=== RECORDS FOR THIS EXERCISE ===

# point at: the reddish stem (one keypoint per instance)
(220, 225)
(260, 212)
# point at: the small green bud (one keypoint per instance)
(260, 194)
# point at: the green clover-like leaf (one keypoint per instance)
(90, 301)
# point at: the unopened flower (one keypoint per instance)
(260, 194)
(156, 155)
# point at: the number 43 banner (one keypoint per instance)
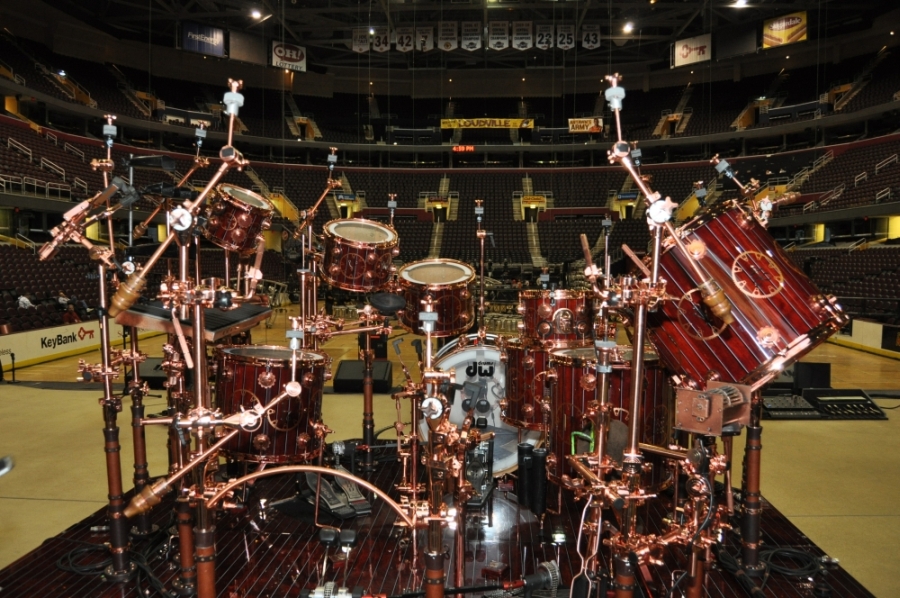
(590, 36)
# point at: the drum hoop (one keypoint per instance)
(329, 233)
(264, 204)
(402, 274)
(304, 358)
(556, 294)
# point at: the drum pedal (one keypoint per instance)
(356, 499)
(334, 502)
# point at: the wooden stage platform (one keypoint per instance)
(274, 551)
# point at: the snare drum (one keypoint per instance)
(575, 386)
(779, 313)
(527, 405)
(358, 254)
(556, 318)
(235, 217)
(288, 433)
(480, 371)
(449, 284)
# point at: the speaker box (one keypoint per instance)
(811, 375)
(348, 378)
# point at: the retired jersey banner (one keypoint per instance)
(361, 40)
(565, 37)
(447, 40)
(585, 125)
(691, 50)
(784, 30)
(381, 41)
(405, 38)
(487, 123)
(498, 35)
(424, 39)
(471, 35)
(590, 36)
(522, 39)
(543, 38)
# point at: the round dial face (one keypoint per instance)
(696, 318)
(757, 275)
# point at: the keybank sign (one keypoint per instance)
(203, 39)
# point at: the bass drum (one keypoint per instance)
(289, 432)
(480, 373)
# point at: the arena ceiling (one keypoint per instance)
(325, 27)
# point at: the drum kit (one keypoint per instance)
(715, 312)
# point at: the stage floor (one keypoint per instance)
(274, 550)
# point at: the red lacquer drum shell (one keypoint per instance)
(287, 433)
(557, 318)
(358, 254)
(779, 313)
(449, 284)
(235, 217)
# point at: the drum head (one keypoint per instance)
(246, 196)
(436, 273)
(363, 232)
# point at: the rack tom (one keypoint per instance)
(235, 217)
(358, 254)
(290, 432)
(449, 284)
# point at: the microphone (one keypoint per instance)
(158, 162)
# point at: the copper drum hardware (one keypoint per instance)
(289, 433)
(358, 254)
(235, 217)
(556, 318)
(527, 405)
(479, 369)
(449, 283)
(779, 313)
(575, 391)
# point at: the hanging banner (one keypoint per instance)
(691, 50)
(361, 40)
(288, 56)
(590, 36)
(522, 39)
(565, 37)
(381, 41)
(405, 38)
(585, 125)
(487, 123)
(544, 36)
(447, 40)
(498, 35)
(784, 30)
(471, 35)
(424, 39)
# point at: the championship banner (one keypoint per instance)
(691, 50)
(590, 36)
(447, 40)
(498, 35)
(361, 40)
(585, 125)
(381, 41)
(522, 39)
(405, 38)
(487, 123)
(565, 37)
(471, 35)
(784, 30)
(544, 36)
(424, 39)
(288, 56)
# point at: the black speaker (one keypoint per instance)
(811, 375)
(349, 377)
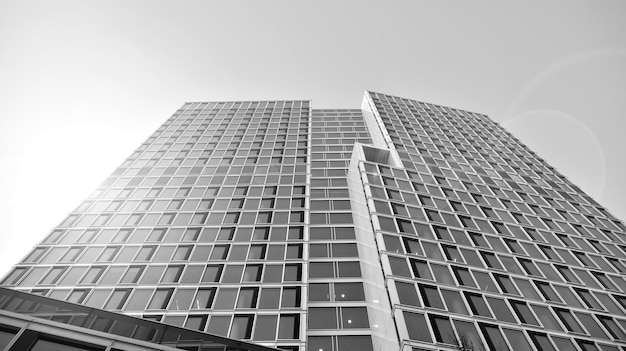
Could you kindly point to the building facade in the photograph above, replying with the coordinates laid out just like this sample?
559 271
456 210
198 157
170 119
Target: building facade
267 224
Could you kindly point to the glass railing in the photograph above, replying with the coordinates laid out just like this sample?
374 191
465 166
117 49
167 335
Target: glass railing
117 324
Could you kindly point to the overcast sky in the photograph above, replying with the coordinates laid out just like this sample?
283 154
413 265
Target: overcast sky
83 83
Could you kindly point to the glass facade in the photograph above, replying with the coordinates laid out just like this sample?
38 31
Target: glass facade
400 225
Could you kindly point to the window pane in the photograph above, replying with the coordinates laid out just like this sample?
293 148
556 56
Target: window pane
416 325
289 327
354 317
265 328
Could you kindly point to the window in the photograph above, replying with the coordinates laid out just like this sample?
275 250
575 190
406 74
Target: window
160 299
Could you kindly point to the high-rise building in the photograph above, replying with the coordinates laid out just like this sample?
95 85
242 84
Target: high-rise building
267 224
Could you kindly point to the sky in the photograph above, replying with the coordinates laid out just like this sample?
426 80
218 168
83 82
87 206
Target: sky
83 83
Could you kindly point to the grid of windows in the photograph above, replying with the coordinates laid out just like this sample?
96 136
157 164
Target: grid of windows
475 225
236 219
206 217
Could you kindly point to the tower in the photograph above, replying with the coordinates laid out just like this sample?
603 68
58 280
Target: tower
401 225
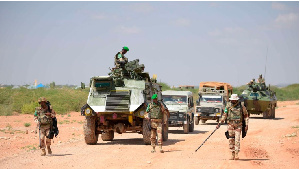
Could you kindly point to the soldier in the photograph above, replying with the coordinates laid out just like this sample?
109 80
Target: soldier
155 112
120 59
43 115
260 79
234 112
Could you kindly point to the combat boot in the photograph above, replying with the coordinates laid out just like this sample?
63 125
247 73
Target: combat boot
232 155
161 150
237 155
153 150
43 153
49 150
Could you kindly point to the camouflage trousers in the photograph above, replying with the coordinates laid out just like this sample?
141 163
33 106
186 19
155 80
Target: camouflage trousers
156 127
43 136
234 130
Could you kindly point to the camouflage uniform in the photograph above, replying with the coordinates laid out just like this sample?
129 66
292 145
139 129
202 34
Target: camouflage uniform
120 57
233 114
156 114
44 118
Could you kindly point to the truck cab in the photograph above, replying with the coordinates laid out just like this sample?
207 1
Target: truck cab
212 100
181 107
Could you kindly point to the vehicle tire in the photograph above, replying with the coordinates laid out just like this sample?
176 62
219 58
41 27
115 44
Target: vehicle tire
165 131
273 112
197 120
146 132
108 135
89 129
268 114
186 126
191 127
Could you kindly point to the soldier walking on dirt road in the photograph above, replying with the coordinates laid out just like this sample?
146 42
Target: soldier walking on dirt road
154 112
235 113
43 115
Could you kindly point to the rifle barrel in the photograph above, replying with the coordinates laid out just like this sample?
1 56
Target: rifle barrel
205 140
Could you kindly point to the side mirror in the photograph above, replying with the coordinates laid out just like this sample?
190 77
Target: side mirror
82 85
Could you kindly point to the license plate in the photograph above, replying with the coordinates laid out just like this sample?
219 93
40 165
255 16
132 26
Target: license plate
173 117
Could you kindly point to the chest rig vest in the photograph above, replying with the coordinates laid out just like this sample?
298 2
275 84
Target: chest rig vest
235 113
155 112
42 117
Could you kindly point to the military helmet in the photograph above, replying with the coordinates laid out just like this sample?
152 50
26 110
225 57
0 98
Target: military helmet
126 48
154 96
234 97
42 99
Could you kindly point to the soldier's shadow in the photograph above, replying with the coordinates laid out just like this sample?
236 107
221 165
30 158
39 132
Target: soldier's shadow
135 141
209 123
278 118
60 154
181 132
254 159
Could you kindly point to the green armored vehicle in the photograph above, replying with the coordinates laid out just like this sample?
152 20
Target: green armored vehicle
117 103
260 99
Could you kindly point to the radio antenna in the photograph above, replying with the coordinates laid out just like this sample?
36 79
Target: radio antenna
266 64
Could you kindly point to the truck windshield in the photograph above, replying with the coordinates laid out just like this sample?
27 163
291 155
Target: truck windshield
169 99
211 99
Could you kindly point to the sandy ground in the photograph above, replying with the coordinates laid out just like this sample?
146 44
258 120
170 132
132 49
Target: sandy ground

===

» **WORK INSTRUCTIONS**: Copy out every line in the records where the word "sandy" is found.

» **REPLY TO THE EXERCISE**:
Could you kindly point to the sandy ground in the photograph above, replying with the coordinates laid out just like this sample?
Target: sandy ground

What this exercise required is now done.